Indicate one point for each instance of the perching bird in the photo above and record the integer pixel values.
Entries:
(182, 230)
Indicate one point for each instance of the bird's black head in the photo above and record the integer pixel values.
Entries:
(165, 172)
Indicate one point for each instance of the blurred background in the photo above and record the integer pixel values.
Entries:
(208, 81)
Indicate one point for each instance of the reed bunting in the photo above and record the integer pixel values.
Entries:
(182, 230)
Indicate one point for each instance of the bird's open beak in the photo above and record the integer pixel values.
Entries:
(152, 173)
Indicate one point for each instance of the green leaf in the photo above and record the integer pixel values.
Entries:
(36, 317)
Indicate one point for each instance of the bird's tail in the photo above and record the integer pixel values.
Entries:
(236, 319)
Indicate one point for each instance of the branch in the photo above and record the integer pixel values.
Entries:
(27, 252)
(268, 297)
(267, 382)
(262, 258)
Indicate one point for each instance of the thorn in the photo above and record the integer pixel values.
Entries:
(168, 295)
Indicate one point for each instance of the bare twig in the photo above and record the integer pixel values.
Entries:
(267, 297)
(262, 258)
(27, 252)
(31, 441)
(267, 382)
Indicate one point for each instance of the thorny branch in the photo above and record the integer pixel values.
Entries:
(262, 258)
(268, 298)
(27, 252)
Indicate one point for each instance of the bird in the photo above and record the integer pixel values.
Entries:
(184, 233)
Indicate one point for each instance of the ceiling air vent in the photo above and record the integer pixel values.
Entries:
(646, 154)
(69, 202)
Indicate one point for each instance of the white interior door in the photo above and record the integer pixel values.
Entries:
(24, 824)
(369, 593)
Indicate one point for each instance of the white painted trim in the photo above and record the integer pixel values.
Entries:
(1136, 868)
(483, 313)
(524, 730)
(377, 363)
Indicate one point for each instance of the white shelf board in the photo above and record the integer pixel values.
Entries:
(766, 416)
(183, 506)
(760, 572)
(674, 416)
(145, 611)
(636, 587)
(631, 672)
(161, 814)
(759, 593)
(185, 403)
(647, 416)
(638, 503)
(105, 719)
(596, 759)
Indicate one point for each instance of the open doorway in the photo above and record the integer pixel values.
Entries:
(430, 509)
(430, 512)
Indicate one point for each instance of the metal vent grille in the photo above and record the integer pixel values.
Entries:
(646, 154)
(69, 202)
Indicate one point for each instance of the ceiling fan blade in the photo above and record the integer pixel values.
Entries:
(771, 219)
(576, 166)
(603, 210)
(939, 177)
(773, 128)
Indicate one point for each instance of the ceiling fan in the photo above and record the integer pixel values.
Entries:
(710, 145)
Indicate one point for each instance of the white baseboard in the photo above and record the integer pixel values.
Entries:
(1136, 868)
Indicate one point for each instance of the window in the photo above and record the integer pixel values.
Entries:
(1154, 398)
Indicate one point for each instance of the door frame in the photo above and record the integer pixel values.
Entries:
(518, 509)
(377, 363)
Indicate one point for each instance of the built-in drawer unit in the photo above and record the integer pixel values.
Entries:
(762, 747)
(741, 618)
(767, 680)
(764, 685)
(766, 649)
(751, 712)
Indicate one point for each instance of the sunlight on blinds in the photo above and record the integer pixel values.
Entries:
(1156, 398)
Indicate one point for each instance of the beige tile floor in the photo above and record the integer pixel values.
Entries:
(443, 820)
:::
**PROMPT**
Extract every line of the rows above and reproduce each one verbatim, without alteration or omission.

**SOLUTION TO THIS PROBLEM**
Indicate one point for each instance of the perching bird in the photo above and record the integer pixel values.
Entries:
(182, 230)
Indicate one point for each instance of the bird's black head in the photo above and record the integer pixel values.
Entries:
(165, 172)
Indicate one point for each instance of the blurred background in the photo above and record the integer pixel values.
Entries:
(208, 81)
Indicate one point for each instance of the reed bunting in the photo above and record the integer pixel values.
Entries:
(182, 230)
Indicate one point for each instance of the bird's open beak in the photo above and record the integer pixel values.
Entries:
(152, 173)
Indicate one point for each instance of the green leaf in the photo above and record the integer pixel values.
Entries:
(36, 317)
Indicate one point for each instance of the bird's tail in the photo above and record the integer pixel values.
Entries:
(236, 319)
Indicate one point for each instance of the branch in the photo above and record the integer pixel values.
Entries:
(27, 252)
(268, 297)
(267, 382)
(262, 258)
Indicate one point for each instance of the thorn in the photo above and record the integer pixel values.
Entries:
(168, 295)
Indicate one point for each instance of the bare twig in the photo above and record the integer pixel values.
Entries:
(267, 297)
(262, 258)
(27, 252)
(31, 441)
(267, 382)
Indicate one point for each instance of the thorny branch in the photo above and record the integer pixel values.
Entries:
(262, 258)
(268, 298)
(27, 252)
Indicate one point for each instance of the bird in the photo above and record the integer pixel values.
Entries:
(184, 233)
Indicate one point for each instance of the ceiling air vent in the photo above and record the integer pixel values.
Entries:
(646, 154)
(69, 202)
Indicate one point for each instance of the white interior door in the photo above and record the integer pixel values.
Entries:
(24, 824)
(369, 593)
Indicate one point for each instance of the white painted trim in the photo above and record the integer pixel values.
Entries:
(1136, 868)
(483, 313)
(524, 730)
(377, 363)
Indicate one point for each instance of the white shelf board in the photo above and record the integer pixel values.
Entries:
(766, 416)
(183, 506)
(760, 572)
(674, 416)
(145, 611)
(636, 587)
(631, 672)
(161, 814)
(759, 593)
(185, 403)
(647, 416)
(638, 503)
(105, 719)
(596, 759)
Indicate one point for each instance of the open doorway in the photo above and record the integer pixel values.
Entries:
(430, 509)
(430, 512)
Indicate one point for each instance of the metal vent grille in the photo above and record the integer pixel values.
Entries:
(646, 154)
(69, 202)
Indicate one point for each instance of the ceiling fan blade in the photo above and record the integer pixel values.
Entries:
(771, 219)
(576, 166)
(603, 210)
(939, 177)
(773, 128)
Indicate one point for each instance of the ceiling fan in the photo above and record the integer pixel values.
Entries:
(710, 145)
Indicate one point for each instance of the white baseboard in the photo above and record the integer pixel values.
Entries:
(1136, 868)
Indicate one point for each instance of the window in the photo above and record the integer pixel values.
Entries:
(1154, 398)
Indicate one point for each instance of the door frame in the photo above and record the integer pixel values.
Entries:
(518, 509)
(377, 363)
Indicate one point for each instance of the built-in drawer unit in the photo above and record the integer pixel values.
Entries:
(762, 747)
(741, 618)
(767, 680)
(764, 685)
(766, 649)
(751, 712)
Indicate one point for each instance of the sunlight on blinds in the photo above and record the integer pixel values.
Entries:
(1156, 398)
Indicate one point for each instance of the beige tile floor in the photo above and record the integer pixel values.
Entries:
(443, 820)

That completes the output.